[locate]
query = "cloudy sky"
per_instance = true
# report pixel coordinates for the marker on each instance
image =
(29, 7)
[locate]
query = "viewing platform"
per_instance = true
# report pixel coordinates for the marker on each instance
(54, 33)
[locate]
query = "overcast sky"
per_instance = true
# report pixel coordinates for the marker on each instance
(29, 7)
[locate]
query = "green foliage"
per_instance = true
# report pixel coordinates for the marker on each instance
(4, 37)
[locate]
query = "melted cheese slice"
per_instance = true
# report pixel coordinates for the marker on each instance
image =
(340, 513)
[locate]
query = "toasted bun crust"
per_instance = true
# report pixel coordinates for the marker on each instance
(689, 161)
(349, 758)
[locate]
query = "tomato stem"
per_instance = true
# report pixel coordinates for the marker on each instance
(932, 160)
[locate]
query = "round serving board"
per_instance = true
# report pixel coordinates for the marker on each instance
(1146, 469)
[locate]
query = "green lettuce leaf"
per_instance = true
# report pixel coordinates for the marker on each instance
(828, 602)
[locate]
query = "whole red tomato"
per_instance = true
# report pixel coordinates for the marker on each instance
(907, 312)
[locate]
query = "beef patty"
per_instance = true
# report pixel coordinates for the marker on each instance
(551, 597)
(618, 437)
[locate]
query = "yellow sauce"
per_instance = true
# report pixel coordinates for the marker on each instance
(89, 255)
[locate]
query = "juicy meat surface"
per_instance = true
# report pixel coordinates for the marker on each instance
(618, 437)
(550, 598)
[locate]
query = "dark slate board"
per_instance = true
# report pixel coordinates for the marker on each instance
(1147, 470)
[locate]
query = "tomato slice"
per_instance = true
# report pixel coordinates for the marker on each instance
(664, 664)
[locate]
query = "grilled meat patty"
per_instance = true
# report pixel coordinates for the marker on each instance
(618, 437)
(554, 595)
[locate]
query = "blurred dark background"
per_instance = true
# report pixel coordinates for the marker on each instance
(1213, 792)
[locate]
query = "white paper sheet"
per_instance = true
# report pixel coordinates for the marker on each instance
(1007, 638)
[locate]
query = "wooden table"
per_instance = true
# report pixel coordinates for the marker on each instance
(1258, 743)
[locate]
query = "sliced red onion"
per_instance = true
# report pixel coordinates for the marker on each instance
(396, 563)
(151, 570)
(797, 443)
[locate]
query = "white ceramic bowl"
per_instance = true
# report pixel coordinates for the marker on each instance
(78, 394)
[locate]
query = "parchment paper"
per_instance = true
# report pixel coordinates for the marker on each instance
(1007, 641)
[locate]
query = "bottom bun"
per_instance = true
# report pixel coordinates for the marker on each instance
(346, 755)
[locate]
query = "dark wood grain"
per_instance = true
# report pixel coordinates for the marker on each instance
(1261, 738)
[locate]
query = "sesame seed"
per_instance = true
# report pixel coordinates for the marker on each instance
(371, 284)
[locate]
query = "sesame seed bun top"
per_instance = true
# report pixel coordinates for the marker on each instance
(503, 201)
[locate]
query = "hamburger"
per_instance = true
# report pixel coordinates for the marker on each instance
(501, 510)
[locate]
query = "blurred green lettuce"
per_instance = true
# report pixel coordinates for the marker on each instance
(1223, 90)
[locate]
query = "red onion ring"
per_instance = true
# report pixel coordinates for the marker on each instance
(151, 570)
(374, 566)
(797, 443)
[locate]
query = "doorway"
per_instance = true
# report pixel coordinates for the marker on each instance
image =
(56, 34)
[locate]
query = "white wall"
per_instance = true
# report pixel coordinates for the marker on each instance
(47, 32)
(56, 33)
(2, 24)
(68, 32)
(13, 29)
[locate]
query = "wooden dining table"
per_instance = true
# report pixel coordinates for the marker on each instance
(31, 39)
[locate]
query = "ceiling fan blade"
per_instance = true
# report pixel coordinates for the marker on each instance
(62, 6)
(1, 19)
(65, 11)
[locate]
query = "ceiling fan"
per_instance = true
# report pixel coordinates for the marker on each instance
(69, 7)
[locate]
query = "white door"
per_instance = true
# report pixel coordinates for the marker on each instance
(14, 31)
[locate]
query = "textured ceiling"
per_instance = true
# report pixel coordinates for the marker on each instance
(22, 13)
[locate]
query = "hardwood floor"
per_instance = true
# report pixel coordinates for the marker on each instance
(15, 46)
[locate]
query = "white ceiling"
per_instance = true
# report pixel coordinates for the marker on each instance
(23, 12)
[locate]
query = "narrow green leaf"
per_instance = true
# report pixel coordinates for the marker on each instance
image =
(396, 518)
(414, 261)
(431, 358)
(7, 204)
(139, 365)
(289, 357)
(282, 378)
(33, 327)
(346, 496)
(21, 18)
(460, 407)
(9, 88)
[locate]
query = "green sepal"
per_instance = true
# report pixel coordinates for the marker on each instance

*WHAT YOU ARE ASKED TO DO*
Search the data for the word "paper" and copy each line where it appears.

*WRITTEN SOLUTION*
query = "white paper sheet"
query = "parchment paper"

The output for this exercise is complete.